ПРЕДЛОЖЕННЫЙ ОТРЫВОК:
----

Относясь к непреложным законам математики – неизменным законам, которым подчиняются числа, углы и формы, – золотое сечение считалось самым наглядным проявлением и подтверждением гармонических взаимоотношений между микрокосмом и макрокосмом. Его значение усиливалось тем фактом что его можно было обнаружить, подобно божественному знаку, в самой природе – например, в строении раковины морского моллюска наутилуса, спираль которой расширяется по закону золотого сечения. Кроме того, на этом соотношении лежит печать авторитета древних. Золотое сечение постоянно использовали архитекторы и скульпторы античности. Так, например, при постройке Парфенона использовалось соотношение, задаваемое золотым сечением. Более того, в Древнем Египте и в Древней Греции считалось, что золотое сечение присутствует в пропорциях человеческого тела, которое именно в таком соотношении делится линией, проведенной на уровне пупка. Поэтому здания, пропорции которых были основаны на золотом сечении, считались более подходящими для жилья и работы.

Художники-герметики эпохи Возрождения постоянно строили свои произведения на основе геометрии, в том числе и на гармонических пропорциях. Золотое сечение нередко считалось основополагающим принципом такой геометрии. Его часто использовал, например, Леонардо да Винчи. Это соотношение наглядно проявляется в картине «Крещение Христа» художника Пьеро делла Франческо, который в свою эпоху был больше известен как математик, а не как художник. Пентагональная геометрия, построенная на золотом сечении, также явственно присутствует в знаменитой «Меланхолии» Дюрера[240]. Полтора столетия спустя к той же самой геометрии обращался Пуссен.

----

ПИСЬМЕННОЕ ЗАДАНИЕ A:
Какое морское существо приводится в тексте о золотом сечении как пример проявления этого соотношения в природе?
ПИСЬМЕННОЕ ЗАДАНИЕ B:
Продолжите текст о золотом сечении после его последнего предложения.

(Данные для определения местоположения)
----

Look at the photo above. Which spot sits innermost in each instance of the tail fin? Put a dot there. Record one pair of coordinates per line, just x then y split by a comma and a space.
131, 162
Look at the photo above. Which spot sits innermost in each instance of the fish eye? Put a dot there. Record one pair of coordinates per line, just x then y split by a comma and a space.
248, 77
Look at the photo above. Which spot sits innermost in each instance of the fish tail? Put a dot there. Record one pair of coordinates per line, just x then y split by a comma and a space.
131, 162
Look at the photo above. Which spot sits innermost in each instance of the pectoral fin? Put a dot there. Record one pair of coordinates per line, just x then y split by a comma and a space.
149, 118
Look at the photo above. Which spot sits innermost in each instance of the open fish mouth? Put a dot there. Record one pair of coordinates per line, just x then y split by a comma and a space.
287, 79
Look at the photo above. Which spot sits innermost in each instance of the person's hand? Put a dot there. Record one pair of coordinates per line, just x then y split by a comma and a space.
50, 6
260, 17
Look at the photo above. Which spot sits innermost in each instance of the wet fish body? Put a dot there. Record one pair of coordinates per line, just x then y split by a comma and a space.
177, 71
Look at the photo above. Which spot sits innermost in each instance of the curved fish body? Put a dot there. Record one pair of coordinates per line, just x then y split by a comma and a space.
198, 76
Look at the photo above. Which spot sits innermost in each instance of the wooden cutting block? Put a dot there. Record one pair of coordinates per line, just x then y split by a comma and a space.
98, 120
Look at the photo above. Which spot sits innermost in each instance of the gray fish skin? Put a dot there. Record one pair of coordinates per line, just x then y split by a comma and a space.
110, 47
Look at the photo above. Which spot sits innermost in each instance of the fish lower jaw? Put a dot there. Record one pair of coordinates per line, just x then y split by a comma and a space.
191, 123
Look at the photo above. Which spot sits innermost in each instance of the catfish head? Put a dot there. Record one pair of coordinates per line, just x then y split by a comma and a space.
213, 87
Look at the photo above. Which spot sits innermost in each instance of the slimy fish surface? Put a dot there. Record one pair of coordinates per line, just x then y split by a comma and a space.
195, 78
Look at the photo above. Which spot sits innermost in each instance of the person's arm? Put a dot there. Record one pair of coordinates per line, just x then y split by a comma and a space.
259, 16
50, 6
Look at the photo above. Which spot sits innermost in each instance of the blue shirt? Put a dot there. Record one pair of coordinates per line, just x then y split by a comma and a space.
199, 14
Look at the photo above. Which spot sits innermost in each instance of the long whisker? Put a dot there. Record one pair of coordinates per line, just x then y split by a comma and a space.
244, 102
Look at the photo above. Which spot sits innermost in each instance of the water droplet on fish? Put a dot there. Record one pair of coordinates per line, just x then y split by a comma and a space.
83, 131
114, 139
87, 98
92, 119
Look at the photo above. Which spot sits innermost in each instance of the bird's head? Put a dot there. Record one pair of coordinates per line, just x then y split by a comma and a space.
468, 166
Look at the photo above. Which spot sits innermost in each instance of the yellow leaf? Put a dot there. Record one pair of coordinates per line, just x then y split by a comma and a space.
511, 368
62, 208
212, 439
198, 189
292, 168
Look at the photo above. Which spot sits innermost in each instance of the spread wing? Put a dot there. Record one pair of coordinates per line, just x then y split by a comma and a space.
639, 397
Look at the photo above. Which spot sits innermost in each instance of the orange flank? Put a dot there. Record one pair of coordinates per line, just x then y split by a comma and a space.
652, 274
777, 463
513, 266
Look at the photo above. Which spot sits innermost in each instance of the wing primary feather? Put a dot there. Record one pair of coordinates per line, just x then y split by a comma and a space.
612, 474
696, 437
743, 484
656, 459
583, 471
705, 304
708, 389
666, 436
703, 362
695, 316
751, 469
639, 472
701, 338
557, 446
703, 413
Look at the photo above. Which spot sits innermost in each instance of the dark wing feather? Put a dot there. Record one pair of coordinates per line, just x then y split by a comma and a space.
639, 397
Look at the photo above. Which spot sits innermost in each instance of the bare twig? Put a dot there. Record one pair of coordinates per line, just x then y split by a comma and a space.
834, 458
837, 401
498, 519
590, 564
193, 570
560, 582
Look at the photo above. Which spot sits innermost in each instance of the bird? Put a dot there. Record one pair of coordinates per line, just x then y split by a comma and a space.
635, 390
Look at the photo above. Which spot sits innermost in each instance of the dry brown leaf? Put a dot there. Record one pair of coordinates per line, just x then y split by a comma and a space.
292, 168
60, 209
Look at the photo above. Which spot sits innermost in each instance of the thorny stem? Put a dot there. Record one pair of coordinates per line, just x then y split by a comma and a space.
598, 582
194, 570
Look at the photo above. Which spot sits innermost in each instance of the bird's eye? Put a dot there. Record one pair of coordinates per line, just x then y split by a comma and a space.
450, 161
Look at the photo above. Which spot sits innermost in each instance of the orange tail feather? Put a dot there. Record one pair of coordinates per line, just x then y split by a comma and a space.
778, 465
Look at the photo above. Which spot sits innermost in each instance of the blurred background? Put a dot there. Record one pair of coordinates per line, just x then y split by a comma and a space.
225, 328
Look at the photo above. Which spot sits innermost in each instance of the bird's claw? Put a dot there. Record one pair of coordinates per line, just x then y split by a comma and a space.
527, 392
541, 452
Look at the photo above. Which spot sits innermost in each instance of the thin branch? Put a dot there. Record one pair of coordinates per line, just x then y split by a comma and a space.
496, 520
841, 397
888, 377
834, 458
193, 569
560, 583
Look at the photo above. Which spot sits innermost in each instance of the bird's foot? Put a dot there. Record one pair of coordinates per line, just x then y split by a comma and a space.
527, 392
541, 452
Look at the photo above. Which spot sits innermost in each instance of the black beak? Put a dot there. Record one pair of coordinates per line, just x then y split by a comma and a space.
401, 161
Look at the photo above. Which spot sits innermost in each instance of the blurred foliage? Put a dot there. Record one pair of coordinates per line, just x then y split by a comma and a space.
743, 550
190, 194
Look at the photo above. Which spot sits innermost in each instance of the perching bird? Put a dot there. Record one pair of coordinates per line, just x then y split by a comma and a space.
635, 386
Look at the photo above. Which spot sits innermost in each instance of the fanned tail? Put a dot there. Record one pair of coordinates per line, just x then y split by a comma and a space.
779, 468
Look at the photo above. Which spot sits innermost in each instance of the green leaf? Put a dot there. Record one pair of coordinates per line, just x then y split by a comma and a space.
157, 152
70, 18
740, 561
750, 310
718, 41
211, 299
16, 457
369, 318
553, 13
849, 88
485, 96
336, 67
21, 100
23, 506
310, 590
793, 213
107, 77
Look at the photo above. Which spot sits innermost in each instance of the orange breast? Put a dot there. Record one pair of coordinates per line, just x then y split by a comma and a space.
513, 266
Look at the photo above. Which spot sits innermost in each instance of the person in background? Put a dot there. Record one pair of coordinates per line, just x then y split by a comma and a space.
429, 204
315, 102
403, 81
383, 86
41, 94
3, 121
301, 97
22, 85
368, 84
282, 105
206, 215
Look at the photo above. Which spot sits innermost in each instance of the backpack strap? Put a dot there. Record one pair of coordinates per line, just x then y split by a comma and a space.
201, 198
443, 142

----

ВЕРНЫЙ ОТВЕТ A:
Моллюск наутилус, спираль раковины которого расширяется по закону золотого сечения.

ВЕРНЫЙ ОТВЕТ B:
Считалось, что из всех математических и геометрических формул именно золотое сечение содержит внутренний метафизический аспект. Основанное на числе, оно существует «вечно» и проникает во все. Поэтому его можно рассматривать как проявление и даже как атрибут божественности. Совершенно очевидно, что Создатель действовал в соответствии с непреложными законами чисел и пропорций. Поэтому вполне естественно искать эти же законы в микрокосме человеческого тела. Древнеримский архитектор Витрувий – его работы были возвращены к жизни герметиками Возрождения – настаивал на том, чтобы храмы строились в соответствии с пропорциями человеческого тела. К таким пропорциям относится не только золотое сечение, но и экстраполяция кругов и квадратов, описанных вокруг фигуры стоящего человека с расставленными в стороны руками и ногами. Знаменитый рисунок этой фигуры – его часто называют «Человек как микрокосм» – можно найти в тетрадях Леонардо. Впоследствии это изображение было дополнено Агриппой и Фладдом, которые запечатлели его в космическом контексте – в зодиакальном круге с нанесенными на нем соответствующими астрологическими знаками. Таким образом, вечные гармонические пропорции всей Вселенной проявлялись как внутренне присущие чуду человеческого тела, в микрокосме которого воплощалось божественное совершенство макрокосма.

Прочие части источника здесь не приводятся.